-------- Input
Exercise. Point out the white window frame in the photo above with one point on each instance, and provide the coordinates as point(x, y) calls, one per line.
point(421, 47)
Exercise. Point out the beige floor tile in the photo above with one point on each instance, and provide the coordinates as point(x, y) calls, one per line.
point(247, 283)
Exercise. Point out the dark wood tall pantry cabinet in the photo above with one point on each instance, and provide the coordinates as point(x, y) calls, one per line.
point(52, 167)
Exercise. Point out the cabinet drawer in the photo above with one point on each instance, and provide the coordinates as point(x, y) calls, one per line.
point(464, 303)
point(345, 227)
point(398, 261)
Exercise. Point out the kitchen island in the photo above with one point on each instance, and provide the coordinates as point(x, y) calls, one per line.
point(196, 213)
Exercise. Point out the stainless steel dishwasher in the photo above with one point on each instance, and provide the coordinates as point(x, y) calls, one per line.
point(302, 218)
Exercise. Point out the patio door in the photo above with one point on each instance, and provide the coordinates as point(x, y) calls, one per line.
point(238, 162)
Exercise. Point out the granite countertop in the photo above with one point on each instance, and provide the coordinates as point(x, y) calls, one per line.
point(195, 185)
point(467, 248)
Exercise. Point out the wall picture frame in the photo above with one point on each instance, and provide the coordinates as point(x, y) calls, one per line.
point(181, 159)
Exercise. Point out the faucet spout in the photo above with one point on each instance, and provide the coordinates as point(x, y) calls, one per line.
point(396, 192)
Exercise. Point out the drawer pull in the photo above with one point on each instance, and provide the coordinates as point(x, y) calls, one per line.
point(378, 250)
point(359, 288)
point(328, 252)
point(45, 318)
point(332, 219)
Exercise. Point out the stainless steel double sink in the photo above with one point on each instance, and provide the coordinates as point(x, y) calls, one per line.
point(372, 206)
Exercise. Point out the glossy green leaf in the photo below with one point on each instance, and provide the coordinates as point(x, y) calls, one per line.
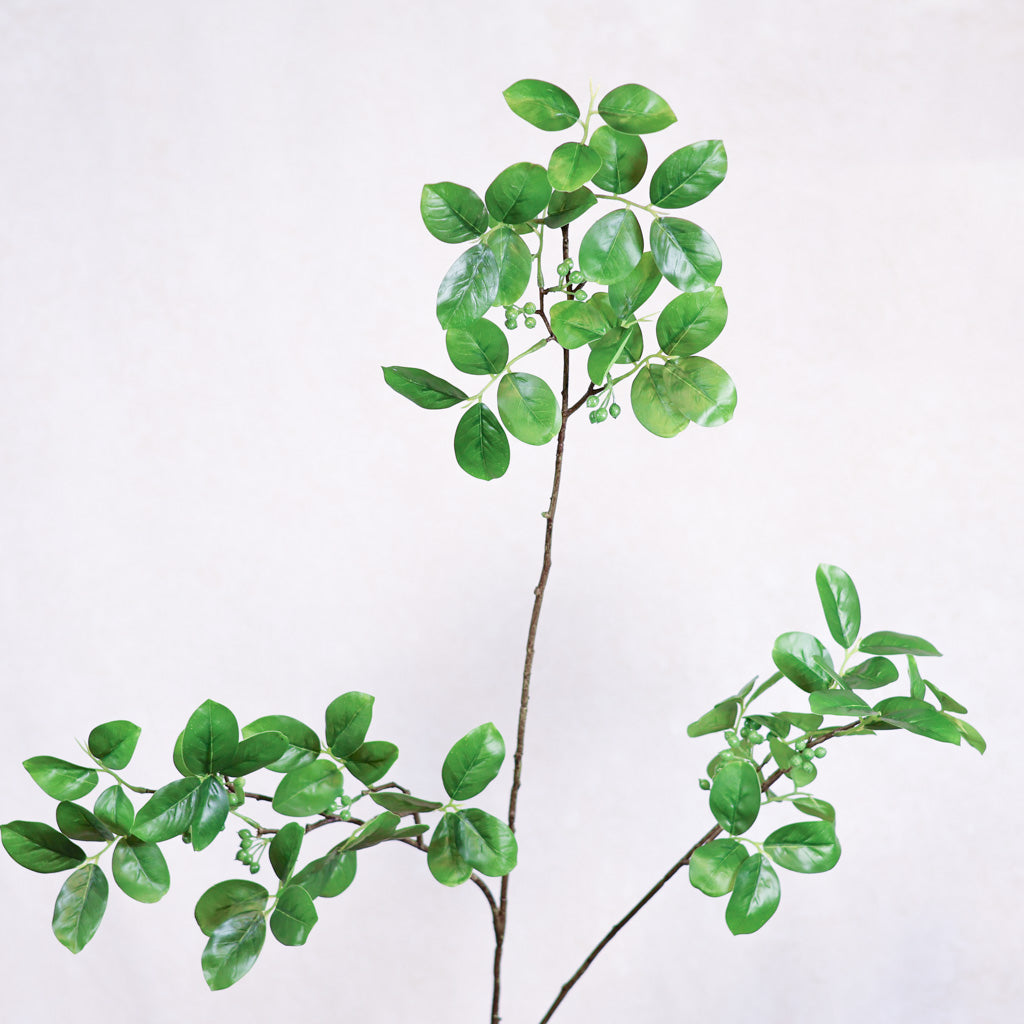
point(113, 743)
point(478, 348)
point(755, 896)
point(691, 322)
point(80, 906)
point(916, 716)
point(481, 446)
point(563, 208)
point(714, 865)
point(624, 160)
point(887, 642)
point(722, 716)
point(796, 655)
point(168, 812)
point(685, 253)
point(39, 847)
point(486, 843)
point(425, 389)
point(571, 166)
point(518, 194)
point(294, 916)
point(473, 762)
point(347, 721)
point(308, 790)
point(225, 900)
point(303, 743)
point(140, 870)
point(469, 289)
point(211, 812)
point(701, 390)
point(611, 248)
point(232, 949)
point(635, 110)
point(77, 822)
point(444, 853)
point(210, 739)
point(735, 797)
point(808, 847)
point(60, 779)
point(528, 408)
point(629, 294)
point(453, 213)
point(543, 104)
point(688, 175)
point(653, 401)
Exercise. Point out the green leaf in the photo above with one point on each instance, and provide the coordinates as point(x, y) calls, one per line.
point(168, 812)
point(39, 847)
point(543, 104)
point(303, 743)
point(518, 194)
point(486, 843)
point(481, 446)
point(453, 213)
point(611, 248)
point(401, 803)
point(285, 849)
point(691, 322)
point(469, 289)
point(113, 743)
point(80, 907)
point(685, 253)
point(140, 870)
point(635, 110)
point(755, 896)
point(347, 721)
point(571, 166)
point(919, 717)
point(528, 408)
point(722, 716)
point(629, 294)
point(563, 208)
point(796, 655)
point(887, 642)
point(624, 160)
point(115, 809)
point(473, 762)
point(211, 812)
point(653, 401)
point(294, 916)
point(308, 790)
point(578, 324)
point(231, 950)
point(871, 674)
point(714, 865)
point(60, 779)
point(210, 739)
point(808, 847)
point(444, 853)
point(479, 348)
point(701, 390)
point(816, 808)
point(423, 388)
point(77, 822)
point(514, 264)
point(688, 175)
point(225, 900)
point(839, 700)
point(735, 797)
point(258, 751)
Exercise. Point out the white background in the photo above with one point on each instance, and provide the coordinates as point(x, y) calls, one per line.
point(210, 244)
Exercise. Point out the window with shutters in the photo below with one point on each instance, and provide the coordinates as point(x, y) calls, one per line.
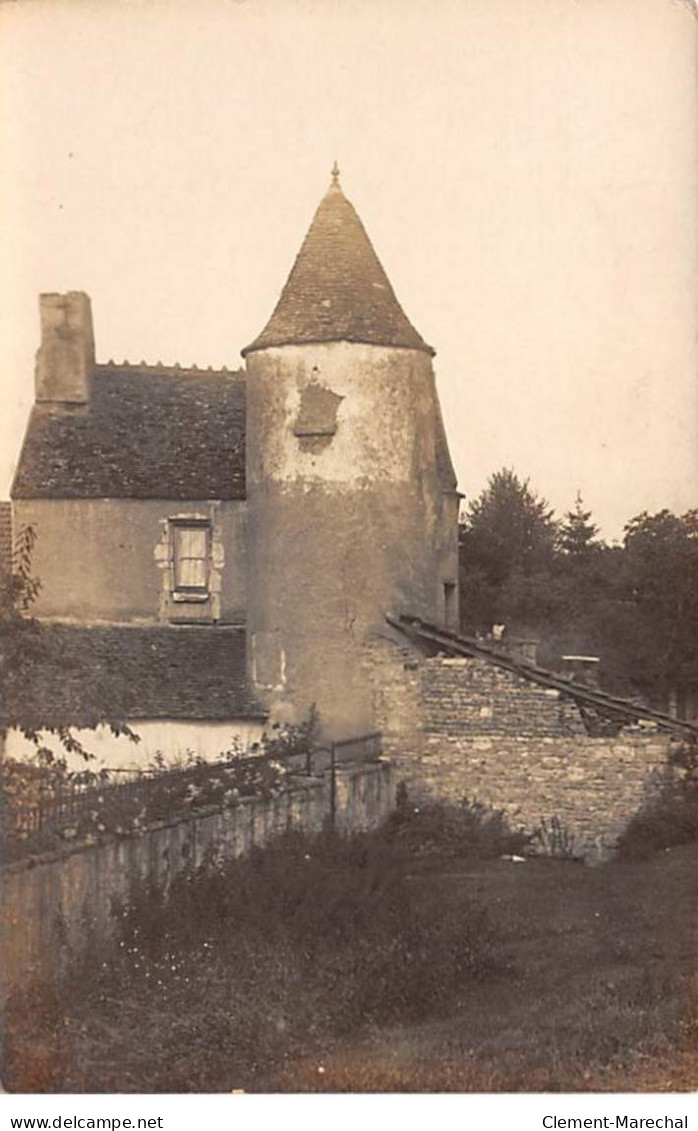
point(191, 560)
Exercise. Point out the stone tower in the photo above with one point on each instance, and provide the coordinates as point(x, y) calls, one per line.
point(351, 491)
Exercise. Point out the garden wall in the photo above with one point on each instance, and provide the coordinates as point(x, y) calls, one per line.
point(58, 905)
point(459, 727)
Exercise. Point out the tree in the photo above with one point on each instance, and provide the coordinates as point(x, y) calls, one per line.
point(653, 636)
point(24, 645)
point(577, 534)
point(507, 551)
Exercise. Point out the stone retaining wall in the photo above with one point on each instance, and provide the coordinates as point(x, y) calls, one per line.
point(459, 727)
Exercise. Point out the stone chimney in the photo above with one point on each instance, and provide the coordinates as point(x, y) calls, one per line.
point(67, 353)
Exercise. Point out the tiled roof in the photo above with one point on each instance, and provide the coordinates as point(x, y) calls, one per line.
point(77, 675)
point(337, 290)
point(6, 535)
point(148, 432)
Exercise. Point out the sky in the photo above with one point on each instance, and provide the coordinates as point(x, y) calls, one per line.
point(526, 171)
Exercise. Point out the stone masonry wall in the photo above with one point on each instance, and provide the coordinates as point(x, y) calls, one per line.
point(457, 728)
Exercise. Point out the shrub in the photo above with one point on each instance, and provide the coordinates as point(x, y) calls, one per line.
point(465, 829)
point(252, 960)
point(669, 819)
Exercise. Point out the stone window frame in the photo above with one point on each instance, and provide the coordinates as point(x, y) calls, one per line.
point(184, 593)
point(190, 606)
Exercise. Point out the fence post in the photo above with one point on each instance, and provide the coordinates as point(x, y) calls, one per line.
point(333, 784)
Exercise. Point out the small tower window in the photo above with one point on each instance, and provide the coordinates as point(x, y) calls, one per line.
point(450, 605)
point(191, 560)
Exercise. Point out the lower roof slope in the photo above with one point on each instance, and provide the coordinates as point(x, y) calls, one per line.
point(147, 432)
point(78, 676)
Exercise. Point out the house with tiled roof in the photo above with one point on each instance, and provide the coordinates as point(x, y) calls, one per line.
----------------
-------- Input
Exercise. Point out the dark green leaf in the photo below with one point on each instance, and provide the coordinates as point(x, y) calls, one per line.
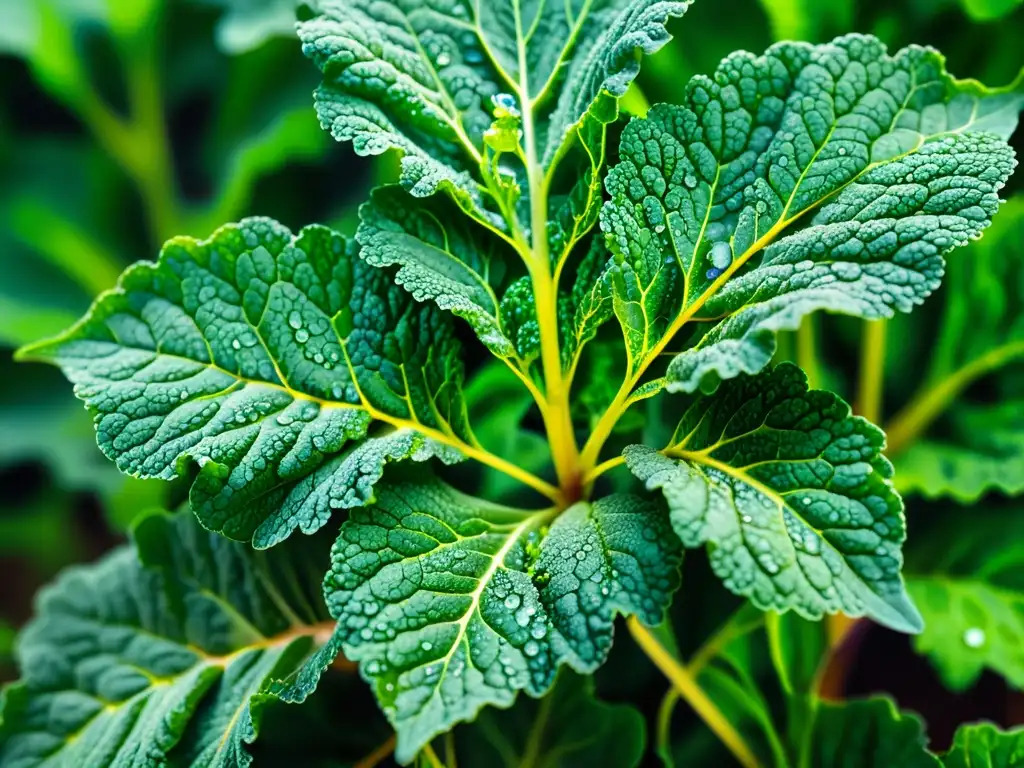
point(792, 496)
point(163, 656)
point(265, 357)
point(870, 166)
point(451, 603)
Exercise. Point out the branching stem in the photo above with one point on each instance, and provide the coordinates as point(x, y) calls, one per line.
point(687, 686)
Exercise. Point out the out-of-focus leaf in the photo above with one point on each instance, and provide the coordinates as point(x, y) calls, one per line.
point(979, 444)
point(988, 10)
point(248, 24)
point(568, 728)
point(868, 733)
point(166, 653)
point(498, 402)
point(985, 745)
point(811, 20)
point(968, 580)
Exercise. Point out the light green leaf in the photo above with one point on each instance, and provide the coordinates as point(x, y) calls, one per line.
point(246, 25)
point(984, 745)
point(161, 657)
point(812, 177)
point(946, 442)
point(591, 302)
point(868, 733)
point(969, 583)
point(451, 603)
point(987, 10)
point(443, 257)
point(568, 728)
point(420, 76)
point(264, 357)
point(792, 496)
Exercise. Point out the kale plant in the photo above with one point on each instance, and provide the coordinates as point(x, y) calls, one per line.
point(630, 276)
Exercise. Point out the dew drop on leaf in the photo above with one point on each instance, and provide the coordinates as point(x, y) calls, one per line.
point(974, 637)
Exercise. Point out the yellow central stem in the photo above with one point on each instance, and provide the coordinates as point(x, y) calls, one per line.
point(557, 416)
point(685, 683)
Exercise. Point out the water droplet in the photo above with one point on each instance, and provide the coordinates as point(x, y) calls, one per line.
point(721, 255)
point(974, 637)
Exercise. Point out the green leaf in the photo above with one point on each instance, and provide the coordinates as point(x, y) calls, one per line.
----------------
# What the exercise asks:
Can you reproduce, word for word, the records between the lines holding "Exercise. Point out the stone chimney" and "point(67, 353)", inclusive?

# Full answer:
Exercise. Point out the stone chimney in the photo above with one point on each instance, and provide the coordinates as point(x, y) calls, one per line.
point(67, 353)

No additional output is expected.